• _Extract provided_
The Desert View Watchtower is a popular site for visitors to the national park. Amazingly, it is at this busy location that I can usually find some solitude along the rim of the canyon. Most people who have made it to this end of the South Rim, visit the museum and gift shop and make use of the facilities, including a chance to buy a snack. Instead of joining those lines, I slip through the bushes at the far end of the parking lot and find myself on the Rim Trail that runs the length of the South Rim. If I go just a little ways down the trail, I can find some large boulders to sit on and watch the canyon; the noise and commotion of the parking lot and tourists fade away. The birds and chipmunks get used to my presence and come out of hiding. Maybe a hiker or two wanders by within the hour. Sometimes flowers are in bloom. Otherwise, I am alone watching the clouds wander by or maybe a storm blow in. It’s glorious!
Some Desert View Vistas:
Panoramic View from Desert View (3 photos together by hand)
VISITING THE CANYON:
Ninety percent of the visitors to the Grand Canyon each year visit the South Rim. Depending on the route taken, the Grand Canyon South Rim lies roughly 80-95 miles from Flagstaff, AZ. It is an easy 2-hour drive to the main entrance and the Grand Canyon Village. Since 1901, visitors can also enter the park on Grand Canyon Railroad out of Williams, AZ.
Once in the park, visitors can hike the trail along the rim as well as hike or ride mules down into the canyon. Each day offers different views, colors and nuances for the observant visitor. As John Wesley Powell explained: “You cannot see the Grand Canyon in one view, as if it were a changeless spectacle from which a curtain might be lifted, but to see it you have to toil. . .through its labyrinths.” I have never sojourned down into the canyon, but I have enjoyed many views of this magnificent place.
South Rim Views:
Although most of my visits have been to the South Rim, on one trip I did trek to the North Rim for a glorious afternoon. It was at the end of my two-week vacation, most of which was spent in the Flagstaff area. I had spent several days on the South Rim. On my last day, I decided instead of sleeping in and driving leisurely to Las Vegas (about 250 miles) where I had hotel reservations, I would take a longer route and make a quick stop at the North Rim. From the North Rim to Vegas, the drive would be about 270 miles. And I could get to the North Rim entrance in 200 miles. It seemed like a good plan!
And actually, it was a good plan, except I really needed more time at the North Rim. About halfway to the day’s destination, I stopped at Lee’s Ferry at Marble Canyon to see the Colorado River close-up. This site is Mile 0 for the Colorado River’s path through the canyon. I waded in the river and collected a few rocks for souvenirs.

• _Records shown_
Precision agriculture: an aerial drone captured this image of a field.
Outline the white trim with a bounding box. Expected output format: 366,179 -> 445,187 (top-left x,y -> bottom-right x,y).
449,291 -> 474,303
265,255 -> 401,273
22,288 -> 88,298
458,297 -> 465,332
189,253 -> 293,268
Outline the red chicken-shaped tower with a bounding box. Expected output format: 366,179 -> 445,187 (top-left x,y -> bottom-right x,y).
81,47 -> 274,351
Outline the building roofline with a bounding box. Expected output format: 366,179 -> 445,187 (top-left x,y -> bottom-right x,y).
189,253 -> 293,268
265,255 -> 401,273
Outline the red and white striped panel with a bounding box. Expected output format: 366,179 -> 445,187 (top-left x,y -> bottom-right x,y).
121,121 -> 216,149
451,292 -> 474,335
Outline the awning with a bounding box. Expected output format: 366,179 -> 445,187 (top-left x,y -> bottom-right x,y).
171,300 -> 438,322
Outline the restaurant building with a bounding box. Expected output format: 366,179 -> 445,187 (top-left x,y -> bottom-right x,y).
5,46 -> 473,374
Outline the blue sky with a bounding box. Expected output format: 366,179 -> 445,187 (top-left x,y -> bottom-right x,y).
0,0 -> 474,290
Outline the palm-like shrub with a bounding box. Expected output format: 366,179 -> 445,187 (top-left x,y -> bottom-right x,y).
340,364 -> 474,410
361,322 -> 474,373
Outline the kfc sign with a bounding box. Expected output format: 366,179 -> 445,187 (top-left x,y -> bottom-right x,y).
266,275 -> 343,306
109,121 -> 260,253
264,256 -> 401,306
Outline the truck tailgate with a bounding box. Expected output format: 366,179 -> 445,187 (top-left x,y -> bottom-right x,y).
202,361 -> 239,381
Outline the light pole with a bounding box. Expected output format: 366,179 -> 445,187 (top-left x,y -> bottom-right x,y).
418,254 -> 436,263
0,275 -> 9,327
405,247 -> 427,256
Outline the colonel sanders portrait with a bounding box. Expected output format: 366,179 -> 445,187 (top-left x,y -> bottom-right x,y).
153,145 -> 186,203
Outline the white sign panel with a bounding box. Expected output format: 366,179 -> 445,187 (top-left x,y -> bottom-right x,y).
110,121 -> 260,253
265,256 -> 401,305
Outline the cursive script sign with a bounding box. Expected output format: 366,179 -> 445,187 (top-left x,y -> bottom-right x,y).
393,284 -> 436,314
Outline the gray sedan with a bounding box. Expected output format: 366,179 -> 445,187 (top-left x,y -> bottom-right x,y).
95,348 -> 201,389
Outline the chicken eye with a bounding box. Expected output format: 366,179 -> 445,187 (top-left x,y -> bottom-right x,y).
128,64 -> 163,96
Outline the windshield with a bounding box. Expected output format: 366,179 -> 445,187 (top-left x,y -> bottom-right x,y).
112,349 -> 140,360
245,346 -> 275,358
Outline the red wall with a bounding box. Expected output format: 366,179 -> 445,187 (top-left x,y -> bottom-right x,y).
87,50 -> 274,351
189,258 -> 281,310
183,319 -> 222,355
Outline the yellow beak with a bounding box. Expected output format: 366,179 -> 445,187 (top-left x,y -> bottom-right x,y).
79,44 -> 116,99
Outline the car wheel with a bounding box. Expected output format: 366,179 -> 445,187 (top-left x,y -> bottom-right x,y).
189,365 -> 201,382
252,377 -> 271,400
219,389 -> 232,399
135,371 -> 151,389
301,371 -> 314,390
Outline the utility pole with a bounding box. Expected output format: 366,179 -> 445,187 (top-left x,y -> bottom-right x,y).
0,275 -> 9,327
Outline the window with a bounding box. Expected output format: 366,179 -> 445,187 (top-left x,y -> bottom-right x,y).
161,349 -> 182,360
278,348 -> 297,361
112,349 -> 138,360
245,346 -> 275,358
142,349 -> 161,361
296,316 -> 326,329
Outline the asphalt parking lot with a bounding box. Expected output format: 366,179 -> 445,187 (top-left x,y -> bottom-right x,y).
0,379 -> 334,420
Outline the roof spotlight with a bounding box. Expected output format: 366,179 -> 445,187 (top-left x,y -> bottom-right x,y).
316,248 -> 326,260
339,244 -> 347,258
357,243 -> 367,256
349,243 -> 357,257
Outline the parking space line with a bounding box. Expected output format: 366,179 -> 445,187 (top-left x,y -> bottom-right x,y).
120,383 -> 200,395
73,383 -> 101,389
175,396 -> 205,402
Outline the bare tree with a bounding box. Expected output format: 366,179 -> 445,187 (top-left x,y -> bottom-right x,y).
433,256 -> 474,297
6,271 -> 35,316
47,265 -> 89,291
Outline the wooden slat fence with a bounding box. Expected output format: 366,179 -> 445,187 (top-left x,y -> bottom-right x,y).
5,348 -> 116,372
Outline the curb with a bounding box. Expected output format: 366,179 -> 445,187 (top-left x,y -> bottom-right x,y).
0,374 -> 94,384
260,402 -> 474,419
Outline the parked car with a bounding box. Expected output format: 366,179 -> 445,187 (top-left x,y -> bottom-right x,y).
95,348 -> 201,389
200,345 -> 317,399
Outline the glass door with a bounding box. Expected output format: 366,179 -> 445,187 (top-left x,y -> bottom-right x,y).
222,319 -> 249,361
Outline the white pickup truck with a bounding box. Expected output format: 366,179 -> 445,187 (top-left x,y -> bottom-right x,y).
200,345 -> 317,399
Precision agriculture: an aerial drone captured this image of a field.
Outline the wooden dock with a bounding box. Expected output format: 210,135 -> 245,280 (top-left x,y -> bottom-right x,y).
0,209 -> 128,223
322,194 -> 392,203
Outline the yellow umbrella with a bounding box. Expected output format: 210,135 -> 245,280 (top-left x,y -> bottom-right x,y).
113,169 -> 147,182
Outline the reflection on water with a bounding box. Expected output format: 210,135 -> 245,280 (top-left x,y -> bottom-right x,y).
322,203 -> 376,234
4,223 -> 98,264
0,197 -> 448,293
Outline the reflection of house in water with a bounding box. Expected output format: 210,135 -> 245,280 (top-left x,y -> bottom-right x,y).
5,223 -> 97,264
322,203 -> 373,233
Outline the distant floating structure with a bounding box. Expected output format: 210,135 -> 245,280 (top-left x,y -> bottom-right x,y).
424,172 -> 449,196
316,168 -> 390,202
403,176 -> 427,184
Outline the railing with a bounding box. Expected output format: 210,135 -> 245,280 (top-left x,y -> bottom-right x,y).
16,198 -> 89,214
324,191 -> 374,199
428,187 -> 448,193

...

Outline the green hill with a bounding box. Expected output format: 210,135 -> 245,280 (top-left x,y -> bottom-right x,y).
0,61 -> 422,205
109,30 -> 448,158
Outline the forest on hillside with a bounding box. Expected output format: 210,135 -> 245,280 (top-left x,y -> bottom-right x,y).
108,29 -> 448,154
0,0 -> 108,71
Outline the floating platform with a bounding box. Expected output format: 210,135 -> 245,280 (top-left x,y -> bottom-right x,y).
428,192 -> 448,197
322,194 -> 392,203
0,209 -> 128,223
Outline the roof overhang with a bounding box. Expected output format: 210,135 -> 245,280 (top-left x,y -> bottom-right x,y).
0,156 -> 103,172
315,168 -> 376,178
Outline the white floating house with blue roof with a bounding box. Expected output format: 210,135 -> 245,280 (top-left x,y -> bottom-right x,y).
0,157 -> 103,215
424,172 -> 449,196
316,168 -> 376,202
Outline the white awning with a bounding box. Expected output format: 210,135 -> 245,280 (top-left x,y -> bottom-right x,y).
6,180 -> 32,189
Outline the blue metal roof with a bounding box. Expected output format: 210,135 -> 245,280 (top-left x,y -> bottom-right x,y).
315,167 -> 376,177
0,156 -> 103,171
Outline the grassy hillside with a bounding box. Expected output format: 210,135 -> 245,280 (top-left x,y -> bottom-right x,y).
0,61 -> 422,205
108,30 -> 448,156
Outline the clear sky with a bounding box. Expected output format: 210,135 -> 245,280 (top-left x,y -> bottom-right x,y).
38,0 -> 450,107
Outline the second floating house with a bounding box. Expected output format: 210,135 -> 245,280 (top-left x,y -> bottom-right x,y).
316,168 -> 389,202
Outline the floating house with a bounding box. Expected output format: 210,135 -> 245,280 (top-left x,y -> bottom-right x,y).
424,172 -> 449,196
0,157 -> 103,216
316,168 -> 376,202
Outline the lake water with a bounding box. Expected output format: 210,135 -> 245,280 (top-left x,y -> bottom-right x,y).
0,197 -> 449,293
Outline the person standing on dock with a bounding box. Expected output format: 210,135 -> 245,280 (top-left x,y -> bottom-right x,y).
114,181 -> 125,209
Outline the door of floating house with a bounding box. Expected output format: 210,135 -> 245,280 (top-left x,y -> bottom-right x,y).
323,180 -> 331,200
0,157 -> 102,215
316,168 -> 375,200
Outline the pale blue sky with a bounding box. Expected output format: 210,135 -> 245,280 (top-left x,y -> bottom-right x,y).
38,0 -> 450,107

==

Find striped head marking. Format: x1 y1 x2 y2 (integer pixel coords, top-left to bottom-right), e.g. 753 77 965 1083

• _Aim_
According to the Grand Canyon text, since what year have visitors been able to enter the park on the Grand Canyon Railroad out of Williams, AZ?

• _Solution to this problem_
Since 1901.